◆ DIRECTION ◆
From the listing below, extract each entry exactly as written, minus the images.

(Dataset excerpt)
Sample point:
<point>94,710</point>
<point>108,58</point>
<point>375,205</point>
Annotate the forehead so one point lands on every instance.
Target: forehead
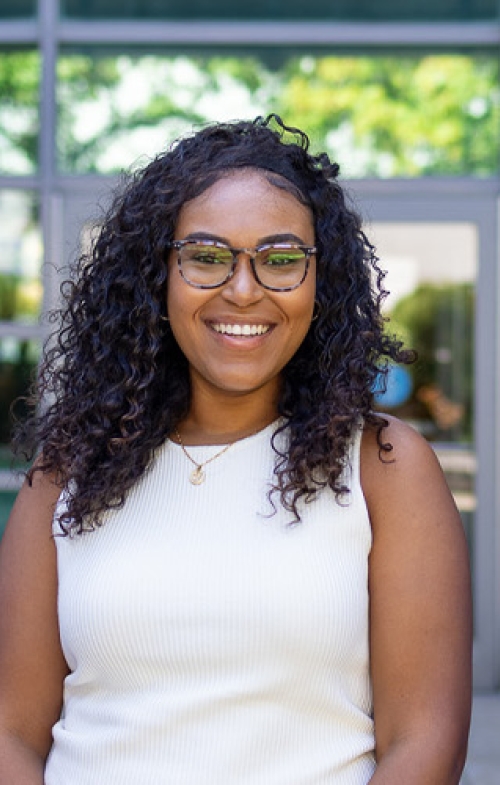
<point>246,201</point>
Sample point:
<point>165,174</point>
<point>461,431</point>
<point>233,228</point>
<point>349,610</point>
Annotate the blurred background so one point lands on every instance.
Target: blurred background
<point>405,96</point>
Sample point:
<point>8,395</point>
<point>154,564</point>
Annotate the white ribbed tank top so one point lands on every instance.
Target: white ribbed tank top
<point>212,644</point>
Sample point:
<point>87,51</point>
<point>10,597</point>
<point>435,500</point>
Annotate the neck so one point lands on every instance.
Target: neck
<point>211,421</point>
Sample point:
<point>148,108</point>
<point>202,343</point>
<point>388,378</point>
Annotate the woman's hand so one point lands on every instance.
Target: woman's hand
<point>32,666</point>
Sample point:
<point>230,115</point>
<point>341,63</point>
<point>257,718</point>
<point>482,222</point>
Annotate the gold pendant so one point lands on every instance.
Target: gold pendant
<point>197,476</point>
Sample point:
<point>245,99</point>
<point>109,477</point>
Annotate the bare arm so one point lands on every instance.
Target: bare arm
<point>420,614</point>
<point>32,666</point>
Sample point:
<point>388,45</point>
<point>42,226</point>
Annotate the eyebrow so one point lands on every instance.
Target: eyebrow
<point>286,237</point>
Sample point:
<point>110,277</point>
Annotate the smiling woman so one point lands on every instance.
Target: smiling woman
<point>256,577</point>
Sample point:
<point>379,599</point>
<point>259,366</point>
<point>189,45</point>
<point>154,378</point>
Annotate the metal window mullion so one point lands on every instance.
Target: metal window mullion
<point>48,25</point>
<point>269,33</point>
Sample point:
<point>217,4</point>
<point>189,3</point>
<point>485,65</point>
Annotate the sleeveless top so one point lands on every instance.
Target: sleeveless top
<point>212,642</point>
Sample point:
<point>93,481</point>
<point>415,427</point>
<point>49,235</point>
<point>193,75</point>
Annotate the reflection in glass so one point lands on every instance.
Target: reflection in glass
<point>17,9</point>
<point>363,10</point>
<point>431,272</point>
<point>379,116</point>
<point>20,257</point>
<point>19,112</point>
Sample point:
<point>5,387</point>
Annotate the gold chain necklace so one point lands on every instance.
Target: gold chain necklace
<point>197,475</point>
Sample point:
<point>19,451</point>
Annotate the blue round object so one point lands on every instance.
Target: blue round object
<point>399,387</point>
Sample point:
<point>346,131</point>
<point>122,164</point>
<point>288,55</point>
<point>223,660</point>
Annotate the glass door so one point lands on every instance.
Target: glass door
<point>438,245</point>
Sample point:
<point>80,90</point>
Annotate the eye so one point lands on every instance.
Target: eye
<point>204,254</point>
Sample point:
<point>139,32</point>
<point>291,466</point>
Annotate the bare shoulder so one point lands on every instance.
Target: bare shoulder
<point>420,602</point>
<point>407,473</point>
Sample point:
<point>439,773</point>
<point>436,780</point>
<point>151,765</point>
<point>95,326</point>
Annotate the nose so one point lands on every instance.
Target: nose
<point>242,288</point>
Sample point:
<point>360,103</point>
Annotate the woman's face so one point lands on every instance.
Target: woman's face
<point>243,210</point>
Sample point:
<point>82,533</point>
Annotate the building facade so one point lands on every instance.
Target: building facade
<point>405,96</point>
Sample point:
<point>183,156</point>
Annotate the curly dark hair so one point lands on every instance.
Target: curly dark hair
<point>113,381</point>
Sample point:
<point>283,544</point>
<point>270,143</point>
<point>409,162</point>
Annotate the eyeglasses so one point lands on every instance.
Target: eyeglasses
<point>207,264</point>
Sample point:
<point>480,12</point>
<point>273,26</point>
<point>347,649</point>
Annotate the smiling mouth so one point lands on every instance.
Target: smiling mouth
<point>241,329</point>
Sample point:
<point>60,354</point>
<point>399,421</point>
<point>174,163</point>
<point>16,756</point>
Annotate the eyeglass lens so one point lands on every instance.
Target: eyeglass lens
<point>277,266</point>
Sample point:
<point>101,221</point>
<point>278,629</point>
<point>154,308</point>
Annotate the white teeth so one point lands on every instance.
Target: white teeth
<point>241,329</point>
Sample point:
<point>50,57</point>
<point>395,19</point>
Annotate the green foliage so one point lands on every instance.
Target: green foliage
<point>379,116</point>
<point>399,116</point>
<point>19,116</point>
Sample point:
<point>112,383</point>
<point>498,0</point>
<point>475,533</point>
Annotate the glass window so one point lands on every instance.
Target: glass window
<point>20,257</point>
<point>365,10</point>
<point>19,115</point>
<point>431,273</point>
<point>379,116</point>
<point>17,9</point>
<point>18,361</point>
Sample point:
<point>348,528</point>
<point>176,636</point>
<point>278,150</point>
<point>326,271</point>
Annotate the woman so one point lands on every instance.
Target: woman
<point>255,578</point>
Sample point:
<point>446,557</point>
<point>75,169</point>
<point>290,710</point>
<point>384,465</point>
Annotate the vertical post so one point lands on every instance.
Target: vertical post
<point>48,22</point>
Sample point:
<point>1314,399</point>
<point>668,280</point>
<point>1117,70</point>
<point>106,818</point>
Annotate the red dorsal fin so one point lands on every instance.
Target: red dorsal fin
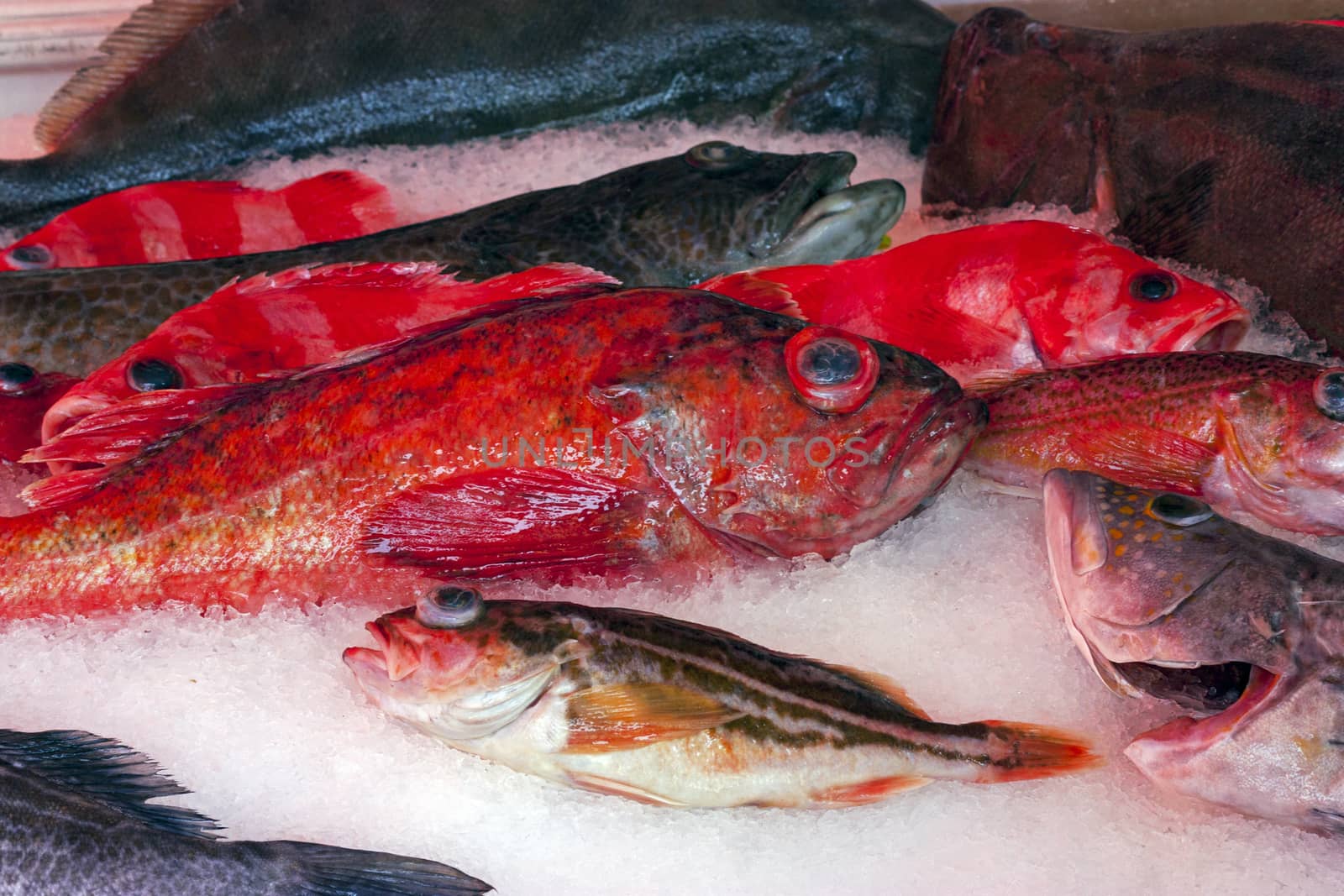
<point>628,716</point>
<point>145,35</point>
<point>121,432</point>
<point>756,291</point>
<point>501,521</point>
<point>1144,457</point>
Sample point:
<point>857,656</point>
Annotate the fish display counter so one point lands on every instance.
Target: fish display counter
<point>725,488</point>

◆ ANSWER FOR THIS EXERCISE ◆
Sample point:
<point>94,710</point>
<point>108,58</point>
<point>375,205</point>
Annotate the forehead so one point lands on every instance.
Target: forehead
<point>246,201</point>
Sample point:
<point>165,174</point>
<point>461,431</point>
<point>233,228</point>
<point>349,610</point>
Annotate the blurred background so one point lands on every instance.
Target: blurred background
<point>405,96</point>
Sample point:
<point>8,395</point>
<point>154,564</point>
Annotate the white ribbed tank top so one point lands on every instance.
Target: white ribbed tank top
<point>212,644</point>
Sample point:
<point>87,51</point>
<point>10,597</point>
<point>435,500</point>
Annotate the neck so one point lands on every instance.
Target: neck
<point>211,421</point>
Sample point:
<point>148,108</point>
<point>202,343</point>
<point>388,378</point>
Annotate the woman's hand so one point lands on every instance.
Target: woman's hand
<point>32,666</point>
Sample point:
<point>230,115</point>
<point>341,63</point>
<point>257,718</point>
<point>482,222</point>
Annotate the gold pendant so one point lands on every instance.
Target: gold pendant
<point>197,476</point>
Sample point:
<point>245,99</point>
<point>109,477</point>
Annotate the bare arm so one point lands on every instance.
Target: bare arm
<point>420,614</point>
<point>32,666</point>
Sample point:
<point>388,45</point>
<point>42,226</point>
Annotate the eyebrow so one point lands on every instance.
Target: eyebrow
<point>286,237</point>
Sample point:
<point>110,277</point>
Annotate the smiling woman so one point lands on every instance.
Target: smiling woman
<point>256,577</point>
Sample point:
<point>379,599</point>
<point>259,366</point>
<point>189,45</point>
<point>154,378</point>
Annotate the metal window mullion so one point lands on every instance.
Target: metal window mullion
<point>48,25</point>
<point>269,33</point>
Sample point:
<point>217,4</point>
<point>189,3</point>
<point>485,65</point>
Annotate the sleeveless top so one point lands on every instance.
Target: sleeveless top
<point>212,642</point>
Sample point:
<point>93,481</point>
<point>415,427</point>
<point>49,235</point>
<point>193,75</point>
Annotate the reflection in glass so one point lands on every instance.
Target: reflection in glass
<point>17,9</point>
<point>363,10</point>
<point>431,272</point>
<point>379,116</point>
<point>20,257</point>
<point>19,112</point>
Sample point:
<point>5,387</point>
Annotate the gold chain necklace so one point lands on every instance.
Target: gold chain necklace
<point>197,475</point>
Sample point:
<point>19,451</point>
Annotate the blue round object so one point lands on every instance.
Target: blue round object
<point>399,387</point>
Sample point:
<point>346,131</point>
<point>122,164</point>
<point>288,55</point>
<point>223,660</point>
Annotate the glass door so one point lands on every instance.
Target: glass door
<point>438,245</point>
Sample point:
<point>80,90</point>
Annotate the eye so one point lands on every instance.
Target: eye
<point>204,254</point>
Sample point:
<point>139,32</point>
<point>291,466</point>
Annotate the bare shoulder so one point lands on every instance.
Target: bare shoulder
<point>420,602</point>
<point>407,473</point>
Sample point:
<point>439,773</point>
<point>436,780</point>
<point>151,765</point>
<point>95,326</point>
Annotate the nose so one point lands on every instance.
Target: nose
<point>242,288</point>
Sample point:
<point>360,103</point>
Annotate the woman's face so one point lands on every instance.
Target: woman's face
<point>243,210</point>
Sample point:
<point>82,533</point>
Annotate the building facade so one point lands on every instance.
Target: building facade
<point>405,96</point>
Sample point:
<point>183,156</point>
Annotate the curly dark hair so one point lands on every instance.
Target: curly dark hair
<point>113,381</point>
Sample point:
<point>283,544</point>
<point>270,143</point>
<point>409,162</point>
Annotate the eyeglasses so one point lands on every instance.
Target: eyeglasses
<point>207,264</point>
Sample point:
<point>480,12</point>
<point>273,26</point>
<point>347,649</point>
Annotate the smiling mouth so one point lands on every instance.
Target: smiling mouth
<point>241,329</point>
Sample point:
<point>60,354</point>
<point>399,421</point>
<point>174,163</point>
<point>16,756</point>
Annotate the eyeglass lens so one point lands on every instance.
Target: eyeglass lens
<point>277,266</point>
Sample point:
<point>101,221</point>
<point>278,629</point>
<point>154,308</point>
Annotate the white teeth so one point lands on every instance.
Target: white teeth
<point>241,329</point>
Sample point:
<point>50,57</point>
<point>395,19</point>
Annotate the green foliage so one point lands on every instance.
Target: green foliage
<point>379,116</point>
<point>399,116</point>
<point>19,116</point>
Sample point:
<point>112,383</point>
<point>498,0</point>
<point>475,533</point>
Annotate the glass window so one point lands on every instance.
Target: glass window
<point>20,257</point>
<point>365,10</point>
<point>19,115</point>
<point>431,273</point>
<point>379,116</point>
<point>17,9</point>
<point>18,361</point>
Sample point:
<point>348,528</point>
<point>176,636</point>
<point>278,150</point>
<point>326,271</point>
Annotate the woman so one point lands on every instance.
Target: woman
<point>255,578</point>
Sample point:
<point>446,557</point>
<point>75,169</point>
<point>290,710</point>
<point>384,465</point>
Annotate the vertical post so one point lands on every instance.
Target: vertical post
<point>48,22</point>
Sample point:
<point>1314,399</point>
<point>668,280</point>
<point>1117,70</point>
<point>106,818</point>
Annotate the red dorsal fin so one point lands on every instance.
Target: red dorsal fin
<point>628,716</point>
<point>145,35</point>
<point>121,432</point>
<point>756,291</point>
<point>501,521</point>
<point>1144,457</point>
Sample point:
<point>857,656</point>
Annotate the fish display counter so one point lands on every instance.
Target: fish display counter
<point>725,488</point>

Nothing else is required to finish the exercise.